-- Prompt 1 --
Answer these questions about the cable minimization question, giving each answer on its own line marked (a), (b) or (c) to match:
(a) How long is the power cable?
(b) What does the objective function represent?
(c) What approach did the poster try instead?

-- Text segment --
══════

Finding $y(x)$ using a minimization problem.

Question

I am going to post a problem that I've tried to solve and I feel like I've been banging my head against the wall. Any kind of hint or advice are more than welcome.

The Problem:

Consider a 3 meter power cable, attached between two poles to a distance of $2$ meters. Find $y(x)$,a function that measures the height of the cable at each x position between $0$ and $2$. For that, consider:

$$\begin{array}{ll} \text{minimize} & \displaystyle\int_{0}^2 y(x)\sqrt{1 + y'(x)^2} dx\\ \text{subject to} & \displaystyle\int_0^2 \sqrt{1 + y'(x)^2} dx = 3\\ & y(0) = 0, \quad y(2) = 0\end{array}$$

The objective function represents the potential energy to be minimized and the constraint is the force in wich the power cable lenght is fixed. For that use the appropriate discretization of the problem and use the resolution of the KKT method through Newton method for non-linear systems. Your solution must consider a globalization strategy for the Newton method.

What I've tried:

I've tried a different approach, using the exterior penalty method, with the sub-problems solved by the newton method. what I've got was that

$$y(x) = a \cosh(x +a)$$

but this is wrong, I know that the exact solution of the problem is

$$y(x) = a \cosh \left( \frac{x + b}{a} \right) + c$$

It's worth reminding that $a, b, c$ are just constants.

══════

-- Records for processing --
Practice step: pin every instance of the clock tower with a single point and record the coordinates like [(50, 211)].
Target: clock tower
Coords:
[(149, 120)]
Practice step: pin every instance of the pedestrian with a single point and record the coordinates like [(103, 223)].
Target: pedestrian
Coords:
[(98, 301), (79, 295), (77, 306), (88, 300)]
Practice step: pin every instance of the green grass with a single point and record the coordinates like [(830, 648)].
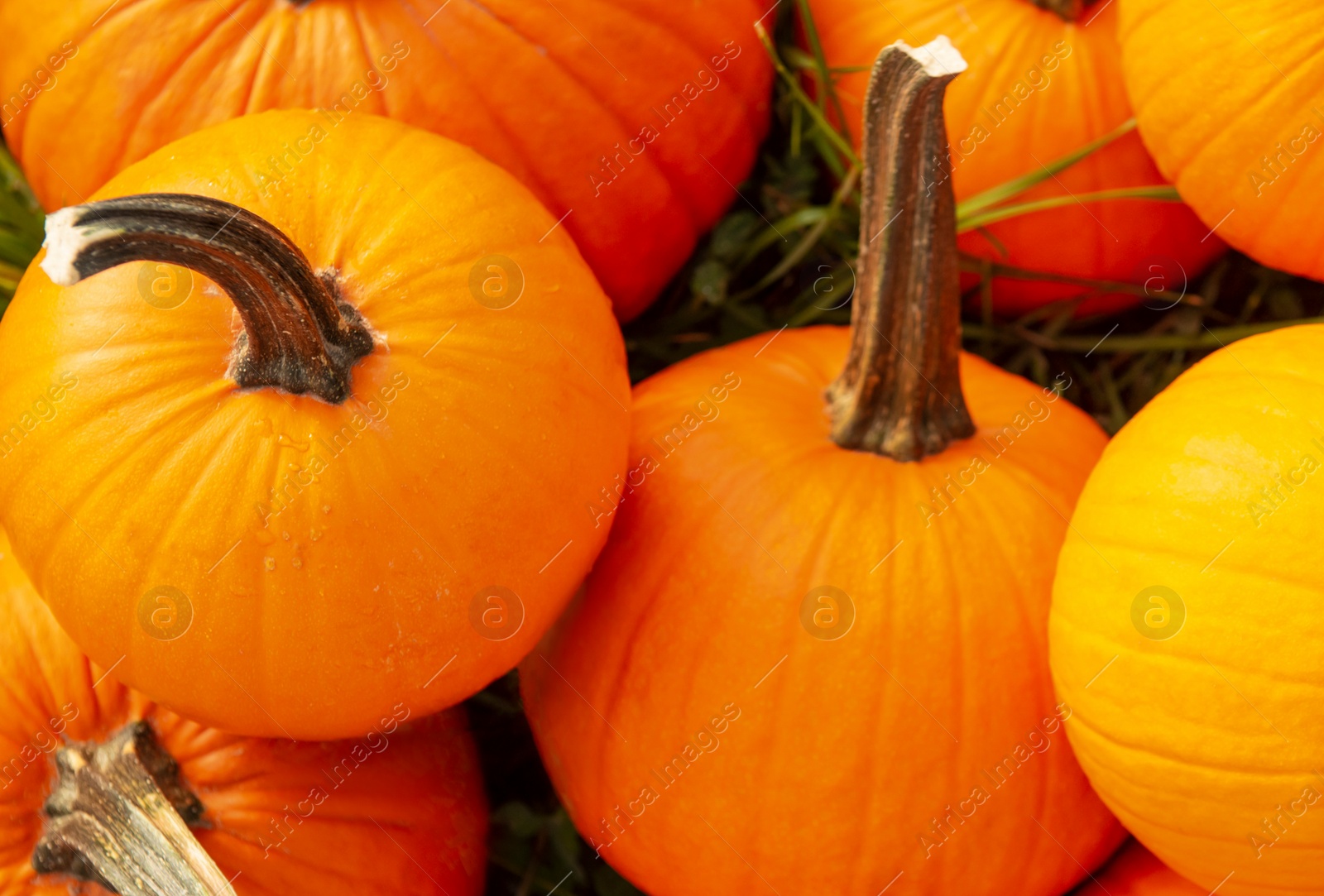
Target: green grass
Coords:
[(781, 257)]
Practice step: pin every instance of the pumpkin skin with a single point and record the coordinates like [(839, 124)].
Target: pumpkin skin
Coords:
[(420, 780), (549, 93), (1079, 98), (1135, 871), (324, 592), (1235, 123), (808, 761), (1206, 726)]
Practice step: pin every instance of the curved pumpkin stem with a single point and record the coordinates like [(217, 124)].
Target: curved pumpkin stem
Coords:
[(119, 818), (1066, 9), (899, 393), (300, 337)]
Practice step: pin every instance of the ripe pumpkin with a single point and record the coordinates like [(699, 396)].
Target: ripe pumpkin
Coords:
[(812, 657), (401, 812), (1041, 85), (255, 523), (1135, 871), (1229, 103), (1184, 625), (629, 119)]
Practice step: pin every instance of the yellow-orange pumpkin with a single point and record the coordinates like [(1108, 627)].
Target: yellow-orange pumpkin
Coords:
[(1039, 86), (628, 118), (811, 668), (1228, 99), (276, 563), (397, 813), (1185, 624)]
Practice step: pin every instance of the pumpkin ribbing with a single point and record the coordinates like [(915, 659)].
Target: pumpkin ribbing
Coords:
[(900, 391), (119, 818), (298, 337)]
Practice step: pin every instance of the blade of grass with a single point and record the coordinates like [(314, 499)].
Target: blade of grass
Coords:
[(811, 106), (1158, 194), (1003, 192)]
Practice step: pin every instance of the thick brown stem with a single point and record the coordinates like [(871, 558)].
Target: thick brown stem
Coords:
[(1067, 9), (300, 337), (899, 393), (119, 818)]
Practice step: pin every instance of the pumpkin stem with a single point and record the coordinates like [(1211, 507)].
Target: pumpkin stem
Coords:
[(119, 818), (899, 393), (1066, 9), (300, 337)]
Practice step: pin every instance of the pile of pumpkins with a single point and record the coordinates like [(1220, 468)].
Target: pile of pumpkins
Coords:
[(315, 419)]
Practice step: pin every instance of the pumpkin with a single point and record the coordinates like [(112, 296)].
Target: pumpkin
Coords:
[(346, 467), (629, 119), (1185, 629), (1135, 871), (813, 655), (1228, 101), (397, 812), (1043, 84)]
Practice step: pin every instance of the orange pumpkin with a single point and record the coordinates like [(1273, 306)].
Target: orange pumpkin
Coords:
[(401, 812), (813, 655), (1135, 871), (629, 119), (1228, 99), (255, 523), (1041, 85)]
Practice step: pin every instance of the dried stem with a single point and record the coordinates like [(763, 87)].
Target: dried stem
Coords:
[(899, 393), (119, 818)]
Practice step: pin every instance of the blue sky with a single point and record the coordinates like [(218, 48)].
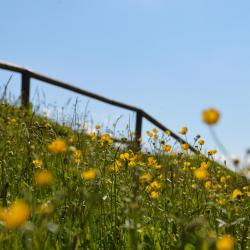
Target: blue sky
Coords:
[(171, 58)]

══════

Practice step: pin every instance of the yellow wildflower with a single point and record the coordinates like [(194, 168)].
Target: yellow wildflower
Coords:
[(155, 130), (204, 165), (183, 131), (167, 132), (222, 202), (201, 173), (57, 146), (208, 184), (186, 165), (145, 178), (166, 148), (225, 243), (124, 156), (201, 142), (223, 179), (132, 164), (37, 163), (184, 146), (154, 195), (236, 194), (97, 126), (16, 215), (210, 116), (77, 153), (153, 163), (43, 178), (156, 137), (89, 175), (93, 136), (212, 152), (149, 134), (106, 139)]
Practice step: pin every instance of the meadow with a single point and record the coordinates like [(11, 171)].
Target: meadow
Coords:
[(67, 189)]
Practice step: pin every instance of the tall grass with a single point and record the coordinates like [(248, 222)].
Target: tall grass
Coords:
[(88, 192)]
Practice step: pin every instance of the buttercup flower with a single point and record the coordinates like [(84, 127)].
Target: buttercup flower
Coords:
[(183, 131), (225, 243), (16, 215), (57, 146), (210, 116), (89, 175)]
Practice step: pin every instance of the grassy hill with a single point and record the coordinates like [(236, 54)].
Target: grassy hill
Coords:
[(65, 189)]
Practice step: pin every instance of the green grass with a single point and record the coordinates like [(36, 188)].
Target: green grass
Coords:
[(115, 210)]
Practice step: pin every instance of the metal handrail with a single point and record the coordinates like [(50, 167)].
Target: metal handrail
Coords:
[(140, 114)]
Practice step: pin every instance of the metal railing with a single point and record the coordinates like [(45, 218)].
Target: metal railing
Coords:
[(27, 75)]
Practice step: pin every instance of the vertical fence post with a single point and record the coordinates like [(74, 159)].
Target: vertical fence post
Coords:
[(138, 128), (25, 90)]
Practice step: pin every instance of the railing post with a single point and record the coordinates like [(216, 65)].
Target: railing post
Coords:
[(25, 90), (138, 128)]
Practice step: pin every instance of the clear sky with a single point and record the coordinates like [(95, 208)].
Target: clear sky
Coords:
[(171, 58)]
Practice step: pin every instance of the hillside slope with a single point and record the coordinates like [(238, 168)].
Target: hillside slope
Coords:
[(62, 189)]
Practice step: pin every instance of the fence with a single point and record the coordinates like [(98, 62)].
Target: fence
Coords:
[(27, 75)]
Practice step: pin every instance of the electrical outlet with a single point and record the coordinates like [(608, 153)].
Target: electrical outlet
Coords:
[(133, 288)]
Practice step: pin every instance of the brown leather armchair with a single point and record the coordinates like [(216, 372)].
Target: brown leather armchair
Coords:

══════

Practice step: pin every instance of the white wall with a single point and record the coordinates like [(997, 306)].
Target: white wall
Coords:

══════

-- Prompt 2 --
Convert the lines of the records starting at the line that contains "Practice step: pin every instance of the yellow-orange" and ending at the line that contains "813), (1185, 624)]", both included, into a JSON list of strings with one string per line and blank lines left out.

-- Task output 1 --
(a) 3 meters
(b) The potential energy to be minimized
(c) The exterior penalty method, with the sub-problems solved by the Newton method

-- Task output 2 --
[
  "Practice step: pin every instance of the yellow-orange pumpkin with a single point and record the coordinates like [(1108, 627)].",
  "Target: yellow-orange pumpkin",
  "Coords:",
  "[(1039, 86), (628, 118), (811, 668), (1228, 99), (276, 563), (397, 813), (1185, 624)]"
]